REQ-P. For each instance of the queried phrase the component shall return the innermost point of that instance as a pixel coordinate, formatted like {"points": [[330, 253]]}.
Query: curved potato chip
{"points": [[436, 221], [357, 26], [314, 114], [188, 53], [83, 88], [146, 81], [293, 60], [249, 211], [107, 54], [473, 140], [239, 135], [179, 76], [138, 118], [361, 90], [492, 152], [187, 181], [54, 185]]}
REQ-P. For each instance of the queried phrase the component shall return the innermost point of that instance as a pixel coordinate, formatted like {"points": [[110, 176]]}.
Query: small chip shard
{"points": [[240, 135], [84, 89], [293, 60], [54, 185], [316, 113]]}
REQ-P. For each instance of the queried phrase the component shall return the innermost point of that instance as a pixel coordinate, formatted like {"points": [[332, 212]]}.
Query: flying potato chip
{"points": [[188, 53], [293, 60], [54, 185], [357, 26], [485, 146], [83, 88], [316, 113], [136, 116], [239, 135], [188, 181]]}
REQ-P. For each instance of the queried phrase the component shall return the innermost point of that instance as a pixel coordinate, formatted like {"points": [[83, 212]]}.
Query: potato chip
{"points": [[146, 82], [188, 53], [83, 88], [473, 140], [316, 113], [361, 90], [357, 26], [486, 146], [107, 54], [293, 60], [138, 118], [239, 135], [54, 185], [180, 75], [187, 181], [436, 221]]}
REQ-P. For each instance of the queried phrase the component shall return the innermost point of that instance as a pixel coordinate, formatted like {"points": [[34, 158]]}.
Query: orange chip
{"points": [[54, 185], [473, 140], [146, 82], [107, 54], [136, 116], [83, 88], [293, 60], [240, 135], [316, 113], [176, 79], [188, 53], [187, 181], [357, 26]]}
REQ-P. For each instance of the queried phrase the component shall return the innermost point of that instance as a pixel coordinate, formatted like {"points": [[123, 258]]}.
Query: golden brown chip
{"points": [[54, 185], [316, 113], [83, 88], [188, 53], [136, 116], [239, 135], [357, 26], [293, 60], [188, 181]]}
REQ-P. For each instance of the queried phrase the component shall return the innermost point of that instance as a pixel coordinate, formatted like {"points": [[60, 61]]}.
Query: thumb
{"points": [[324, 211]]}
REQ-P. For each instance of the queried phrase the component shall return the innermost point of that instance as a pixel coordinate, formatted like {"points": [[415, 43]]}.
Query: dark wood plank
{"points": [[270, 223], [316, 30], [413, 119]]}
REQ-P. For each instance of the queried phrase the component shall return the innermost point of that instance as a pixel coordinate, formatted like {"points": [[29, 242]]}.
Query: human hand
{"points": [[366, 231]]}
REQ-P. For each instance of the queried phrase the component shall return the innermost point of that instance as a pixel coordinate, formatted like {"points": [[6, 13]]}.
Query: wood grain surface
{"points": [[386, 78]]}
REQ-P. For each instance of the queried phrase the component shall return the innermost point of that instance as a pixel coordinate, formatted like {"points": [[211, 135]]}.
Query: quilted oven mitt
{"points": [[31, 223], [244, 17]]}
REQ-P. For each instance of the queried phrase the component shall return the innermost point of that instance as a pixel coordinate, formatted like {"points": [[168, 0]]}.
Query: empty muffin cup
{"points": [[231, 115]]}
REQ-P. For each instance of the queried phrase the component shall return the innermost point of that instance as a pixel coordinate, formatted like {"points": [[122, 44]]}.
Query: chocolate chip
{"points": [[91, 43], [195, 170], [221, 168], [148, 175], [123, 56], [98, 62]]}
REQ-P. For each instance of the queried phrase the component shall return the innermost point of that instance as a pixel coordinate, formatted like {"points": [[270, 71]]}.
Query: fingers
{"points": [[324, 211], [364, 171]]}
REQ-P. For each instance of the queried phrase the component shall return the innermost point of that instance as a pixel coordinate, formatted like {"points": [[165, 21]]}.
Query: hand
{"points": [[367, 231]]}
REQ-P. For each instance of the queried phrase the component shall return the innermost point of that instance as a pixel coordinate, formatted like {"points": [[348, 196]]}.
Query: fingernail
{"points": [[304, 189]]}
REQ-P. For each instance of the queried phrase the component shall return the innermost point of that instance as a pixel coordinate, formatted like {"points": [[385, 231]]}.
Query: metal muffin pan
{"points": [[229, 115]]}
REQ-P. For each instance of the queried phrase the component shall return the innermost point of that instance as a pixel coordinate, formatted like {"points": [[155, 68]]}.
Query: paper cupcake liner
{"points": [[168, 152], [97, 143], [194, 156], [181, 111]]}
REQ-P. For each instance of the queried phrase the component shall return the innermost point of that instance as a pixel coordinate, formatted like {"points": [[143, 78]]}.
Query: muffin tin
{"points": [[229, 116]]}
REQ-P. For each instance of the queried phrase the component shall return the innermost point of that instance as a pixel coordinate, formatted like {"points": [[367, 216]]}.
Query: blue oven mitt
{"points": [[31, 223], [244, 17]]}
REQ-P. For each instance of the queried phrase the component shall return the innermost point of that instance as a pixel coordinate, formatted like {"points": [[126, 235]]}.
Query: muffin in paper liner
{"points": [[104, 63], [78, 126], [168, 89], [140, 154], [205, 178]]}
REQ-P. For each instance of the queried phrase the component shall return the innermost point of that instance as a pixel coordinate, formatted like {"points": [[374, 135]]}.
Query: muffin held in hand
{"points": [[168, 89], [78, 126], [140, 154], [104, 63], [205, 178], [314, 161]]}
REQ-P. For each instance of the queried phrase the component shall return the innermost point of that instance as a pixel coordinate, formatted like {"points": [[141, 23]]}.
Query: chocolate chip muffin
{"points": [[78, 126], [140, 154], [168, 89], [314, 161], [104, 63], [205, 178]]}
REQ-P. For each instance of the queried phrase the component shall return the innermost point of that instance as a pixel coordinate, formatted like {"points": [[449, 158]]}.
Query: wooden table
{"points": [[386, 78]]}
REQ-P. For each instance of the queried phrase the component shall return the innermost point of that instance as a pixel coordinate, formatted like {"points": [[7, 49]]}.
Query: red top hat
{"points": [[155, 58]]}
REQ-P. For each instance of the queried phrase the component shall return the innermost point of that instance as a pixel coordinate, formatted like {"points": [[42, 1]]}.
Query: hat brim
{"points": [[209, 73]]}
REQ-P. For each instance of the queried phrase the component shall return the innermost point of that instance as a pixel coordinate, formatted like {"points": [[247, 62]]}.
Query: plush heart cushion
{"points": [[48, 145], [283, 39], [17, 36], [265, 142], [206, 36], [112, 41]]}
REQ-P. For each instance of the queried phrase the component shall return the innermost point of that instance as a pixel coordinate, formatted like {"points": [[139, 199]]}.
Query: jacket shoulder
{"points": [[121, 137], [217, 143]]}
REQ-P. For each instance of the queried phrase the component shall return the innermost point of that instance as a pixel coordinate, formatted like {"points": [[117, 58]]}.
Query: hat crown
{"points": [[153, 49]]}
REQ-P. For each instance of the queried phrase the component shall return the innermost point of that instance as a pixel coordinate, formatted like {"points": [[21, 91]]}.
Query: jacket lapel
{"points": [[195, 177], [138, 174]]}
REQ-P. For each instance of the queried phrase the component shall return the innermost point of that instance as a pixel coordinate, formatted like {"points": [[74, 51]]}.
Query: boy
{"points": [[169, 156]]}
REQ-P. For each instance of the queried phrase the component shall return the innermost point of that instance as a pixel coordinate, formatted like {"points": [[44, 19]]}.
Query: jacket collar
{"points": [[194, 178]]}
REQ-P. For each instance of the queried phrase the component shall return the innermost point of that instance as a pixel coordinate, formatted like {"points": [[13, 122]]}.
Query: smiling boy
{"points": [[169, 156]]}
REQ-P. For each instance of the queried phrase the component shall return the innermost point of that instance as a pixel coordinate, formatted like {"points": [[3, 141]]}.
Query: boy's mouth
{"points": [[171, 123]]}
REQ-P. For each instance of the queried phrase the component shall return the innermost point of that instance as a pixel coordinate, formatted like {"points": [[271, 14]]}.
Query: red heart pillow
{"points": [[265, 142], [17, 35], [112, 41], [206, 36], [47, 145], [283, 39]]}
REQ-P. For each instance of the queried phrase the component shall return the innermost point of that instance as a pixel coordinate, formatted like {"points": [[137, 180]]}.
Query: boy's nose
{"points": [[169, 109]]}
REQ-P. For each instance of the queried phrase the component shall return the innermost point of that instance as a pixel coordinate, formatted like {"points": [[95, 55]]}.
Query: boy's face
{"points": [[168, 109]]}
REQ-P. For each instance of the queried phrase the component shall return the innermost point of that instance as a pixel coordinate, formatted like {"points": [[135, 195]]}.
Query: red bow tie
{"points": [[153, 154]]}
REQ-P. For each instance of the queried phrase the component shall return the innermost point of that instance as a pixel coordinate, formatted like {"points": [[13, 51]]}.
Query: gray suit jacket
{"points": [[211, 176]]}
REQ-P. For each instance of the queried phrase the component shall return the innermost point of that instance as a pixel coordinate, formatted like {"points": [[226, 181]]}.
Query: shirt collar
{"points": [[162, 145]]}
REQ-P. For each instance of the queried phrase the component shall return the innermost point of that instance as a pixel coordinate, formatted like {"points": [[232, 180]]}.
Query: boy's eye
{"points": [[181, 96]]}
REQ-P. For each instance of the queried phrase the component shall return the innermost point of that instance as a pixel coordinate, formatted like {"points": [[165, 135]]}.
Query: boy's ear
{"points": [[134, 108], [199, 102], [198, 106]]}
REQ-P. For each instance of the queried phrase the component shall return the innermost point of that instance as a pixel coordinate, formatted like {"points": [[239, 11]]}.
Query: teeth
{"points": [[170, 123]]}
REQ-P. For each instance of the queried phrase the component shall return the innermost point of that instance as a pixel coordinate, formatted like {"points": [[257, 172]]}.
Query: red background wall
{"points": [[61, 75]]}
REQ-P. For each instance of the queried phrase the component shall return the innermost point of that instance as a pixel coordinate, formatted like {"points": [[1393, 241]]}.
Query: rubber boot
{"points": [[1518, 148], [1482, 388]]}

☆ ☆ ☆

WRITTEN REQUEST:
Find each line in the items above that contains the word "oven" and copy those lines out in full.

TASK SOLUTION:
Query: quilted oven mitt
Query: blue oven mitt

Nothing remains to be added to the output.